### [What needs to be done]
Copy the entries below line for line, without changing any character.

### [Provided information]
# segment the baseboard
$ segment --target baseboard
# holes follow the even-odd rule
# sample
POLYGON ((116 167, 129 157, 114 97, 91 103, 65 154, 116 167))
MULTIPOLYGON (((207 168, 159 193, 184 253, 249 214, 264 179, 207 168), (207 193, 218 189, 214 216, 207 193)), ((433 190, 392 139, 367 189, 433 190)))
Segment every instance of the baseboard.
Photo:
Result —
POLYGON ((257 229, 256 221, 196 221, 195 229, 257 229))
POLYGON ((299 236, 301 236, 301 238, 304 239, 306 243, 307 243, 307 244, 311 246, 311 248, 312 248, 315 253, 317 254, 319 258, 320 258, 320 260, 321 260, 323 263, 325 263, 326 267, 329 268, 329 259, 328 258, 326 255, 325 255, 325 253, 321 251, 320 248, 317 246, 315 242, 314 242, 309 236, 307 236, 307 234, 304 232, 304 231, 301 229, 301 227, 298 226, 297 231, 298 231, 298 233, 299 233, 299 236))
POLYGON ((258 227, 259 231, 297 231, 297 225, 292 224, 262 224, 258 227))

### [The response]
# segment the baseboard
$ segment --target baseboard
# holes follow the even-odd rule
# sample
POLYGON ((116 167, 129 157, 114 97, 91 103, 65 154, 116 167))
MULTIPOLYGON (((207 168, 159 193, 184 253, 249 214, 264 179, 207 168), (207 193, 218 189, 214 216, 207 193)), ((433 190, 392 139, 367 189, 433 190)))
Segment every instance of the baseboard.
Photo:
Result —
POLYGON ((257 229, 256 221, 196 221, 195 229, 257 229))
POLYGON ((299 236, 301 236, 301 238, 304 239, 306 243, 307 243, 307 244, 311 246, 311 248, 312 248, 315 253, 317 254, 319 258, 320 258, 320 260, 321 260, 323 263, 325 263, 326 267, 329 268, 329 259, 328 258, 326 255, 325 255, 325 253, 321 251, 320 248, 317 246, 315 242, 314 242, 309 236, 307 236, 307 234, 304 232, 304 231, 301 229, 301 227, 298 226, 297 231, 298 231, 298 233, 299 233, 299 236))
POLYGON ((258 227, 259 231, 297 231, 297 225, 292 224, 262 224, 258 227))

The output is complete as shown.